→ Brief:
Copy out each line of the entries where the word "stone" is present.

----

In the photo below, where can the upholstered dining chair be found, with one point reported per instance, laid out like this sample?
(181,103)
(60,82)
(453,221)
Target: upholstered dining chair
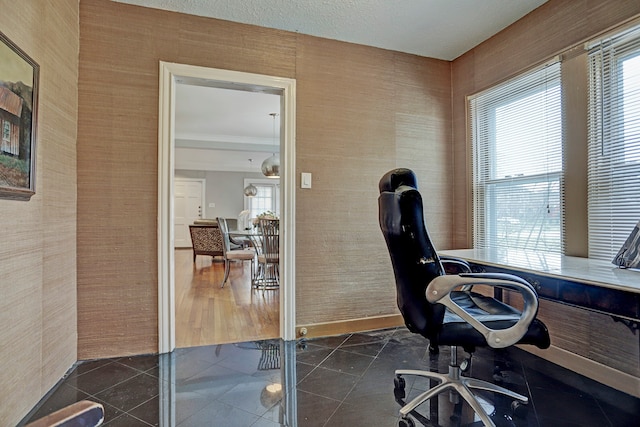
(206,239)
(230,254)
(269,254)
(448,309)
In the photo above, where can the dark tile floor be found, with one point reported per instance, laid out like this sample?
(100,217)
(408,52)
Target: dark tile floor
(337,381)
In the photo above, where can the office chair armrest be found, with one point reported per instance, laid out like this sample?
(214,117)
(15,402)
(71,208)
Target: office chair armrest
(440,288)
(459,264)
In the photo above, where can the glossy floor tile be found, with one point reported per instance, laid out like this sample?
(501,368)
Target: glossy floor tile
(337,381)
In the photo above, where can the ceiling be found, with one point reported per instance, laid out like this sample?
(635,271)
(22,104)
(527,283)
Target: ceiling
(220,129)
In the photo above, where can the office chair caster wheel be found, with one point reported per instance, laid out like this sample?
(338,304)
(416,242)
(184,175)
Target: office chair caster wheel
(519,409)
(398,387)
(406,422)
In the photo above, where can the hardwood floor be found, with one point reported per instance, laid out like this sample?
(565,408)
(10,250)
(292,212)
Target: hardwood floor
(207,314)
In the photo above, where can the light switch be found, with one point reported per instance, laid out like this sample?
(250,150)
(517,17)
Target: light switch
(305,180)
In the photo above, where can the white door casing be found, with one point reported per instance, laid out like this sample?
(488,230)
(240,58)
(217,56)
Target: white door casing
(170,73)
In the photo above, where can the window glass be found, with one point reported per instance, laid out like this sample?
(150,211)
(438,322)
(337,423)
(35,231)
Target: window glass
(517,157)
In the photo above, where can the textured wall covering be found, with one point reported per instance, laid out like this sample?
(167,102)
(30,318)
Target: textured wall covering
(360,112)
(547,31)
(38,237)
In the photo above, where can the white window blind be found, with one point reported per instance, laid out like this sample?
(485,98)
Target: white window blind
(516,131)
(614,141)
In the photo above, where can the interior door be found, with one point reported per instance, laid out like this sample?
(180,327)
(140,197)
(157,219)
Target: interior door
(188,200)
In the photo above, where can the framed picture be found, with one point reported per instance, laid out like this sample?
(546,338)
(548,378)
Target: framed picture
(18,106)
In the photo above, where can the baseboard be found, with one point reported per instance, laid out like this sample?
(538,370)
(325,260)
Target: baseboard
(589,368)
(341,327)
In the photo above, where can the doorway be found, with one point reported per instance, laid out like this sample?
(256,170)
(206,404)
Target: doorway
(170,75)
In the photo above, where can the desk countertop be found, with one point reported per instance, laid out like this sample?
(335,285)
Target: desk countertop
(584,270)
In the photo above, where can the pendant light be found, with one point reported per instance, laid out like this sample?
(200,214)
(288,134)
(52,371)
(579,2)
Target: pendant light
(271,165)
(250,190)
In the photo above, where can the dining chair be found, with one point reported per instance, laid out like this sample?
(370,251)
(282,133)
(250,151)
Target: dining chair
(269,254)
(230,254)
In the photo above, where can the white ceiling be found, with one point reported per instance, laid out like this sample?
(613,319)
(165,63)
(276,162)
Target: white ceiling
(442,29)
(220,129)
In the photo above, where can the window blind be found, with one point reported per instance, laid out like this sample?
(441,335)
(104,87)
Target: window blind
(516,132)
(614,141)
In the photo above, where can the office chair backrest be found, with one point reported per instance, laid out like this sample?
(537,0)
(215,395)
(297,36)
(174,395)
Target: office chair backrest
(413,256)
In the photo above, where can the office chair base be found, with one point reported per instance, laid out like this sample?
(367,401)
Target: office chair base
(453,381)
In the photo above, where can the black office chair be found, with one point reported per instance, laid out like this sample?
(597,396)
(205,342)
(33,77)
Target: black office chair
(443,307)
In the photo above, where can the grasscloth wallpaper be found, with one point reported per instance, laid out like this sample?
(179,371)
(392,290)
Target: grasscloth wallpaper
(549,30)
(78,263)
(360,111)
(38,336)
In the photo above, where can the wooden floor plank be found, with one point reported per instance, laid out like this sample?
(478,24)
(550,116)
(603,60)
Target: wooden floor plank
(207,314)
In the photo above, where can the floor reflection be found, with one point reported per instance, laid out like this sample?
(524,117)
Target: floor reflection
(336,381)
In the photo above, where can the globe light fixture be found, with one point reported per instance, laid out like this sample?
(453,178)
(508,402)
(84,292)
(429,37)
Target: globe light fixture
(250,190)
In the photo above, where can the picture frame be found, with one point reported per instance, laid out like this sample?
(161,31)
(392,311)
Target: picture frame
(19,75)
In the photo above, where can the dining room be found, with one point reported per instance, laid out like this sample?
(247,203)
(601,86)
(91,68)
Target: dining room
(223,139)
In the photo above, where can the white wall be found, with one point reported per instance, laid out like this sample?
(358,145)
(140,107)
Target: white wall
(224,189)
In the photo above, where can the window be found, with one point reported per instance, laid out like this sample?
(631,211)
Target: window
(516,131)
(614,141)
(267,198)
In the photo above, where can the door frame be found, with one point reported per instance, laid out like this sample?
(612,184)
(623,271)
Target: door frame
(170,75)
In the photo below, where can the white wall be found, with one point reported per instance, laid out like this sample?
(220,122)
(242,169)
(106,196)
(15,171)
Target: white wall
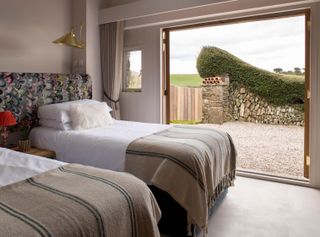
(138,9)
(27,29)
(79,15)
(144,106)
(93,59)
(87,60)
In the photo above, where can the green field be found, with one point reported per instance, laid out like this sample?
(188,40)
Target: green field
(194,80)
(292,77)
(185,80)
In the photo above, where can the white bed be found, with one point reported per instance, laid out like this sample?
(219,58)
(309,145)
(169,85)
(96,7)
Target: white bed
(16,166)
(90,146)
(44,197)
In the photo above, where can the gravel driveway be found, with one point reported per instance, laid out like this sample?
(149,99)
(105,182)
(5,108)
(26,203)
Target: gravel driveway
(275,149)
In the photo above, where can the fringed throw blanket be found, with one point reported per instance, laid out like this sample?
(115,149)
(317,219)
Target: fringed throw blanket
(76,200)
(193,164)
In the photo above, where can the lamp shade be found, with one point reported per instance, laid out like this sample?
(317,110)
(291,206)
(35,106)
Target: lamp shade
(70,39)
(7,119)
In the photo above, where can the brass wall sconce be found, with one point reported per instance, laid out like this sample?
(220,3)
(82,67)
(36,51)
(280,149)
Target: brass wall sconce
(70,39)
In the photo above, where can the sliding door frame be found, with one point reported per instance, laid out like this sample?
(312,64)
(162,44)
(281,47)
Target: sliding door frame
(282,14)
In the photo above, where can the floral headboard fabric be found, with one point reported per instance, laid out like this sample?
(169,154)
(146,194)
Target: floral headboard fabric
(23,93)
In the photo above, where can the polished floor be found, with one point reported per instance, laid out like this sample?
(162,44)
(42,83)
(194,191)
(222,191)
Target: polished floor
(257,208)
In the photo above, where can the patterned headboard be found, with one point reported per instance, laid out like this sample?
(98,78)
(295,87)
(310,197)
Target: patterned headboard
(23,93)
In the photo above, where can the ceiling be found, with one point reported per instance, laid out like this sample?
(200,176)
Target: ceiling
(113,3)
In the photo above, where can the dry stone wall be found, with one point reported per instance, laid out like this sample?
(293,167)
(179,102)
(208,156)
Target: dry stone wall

----

→ Answer to the problem:
In the photo above, where can the dry stone wall be found, with one point reported per instance, laid out like this sample?
Target: dry stone wall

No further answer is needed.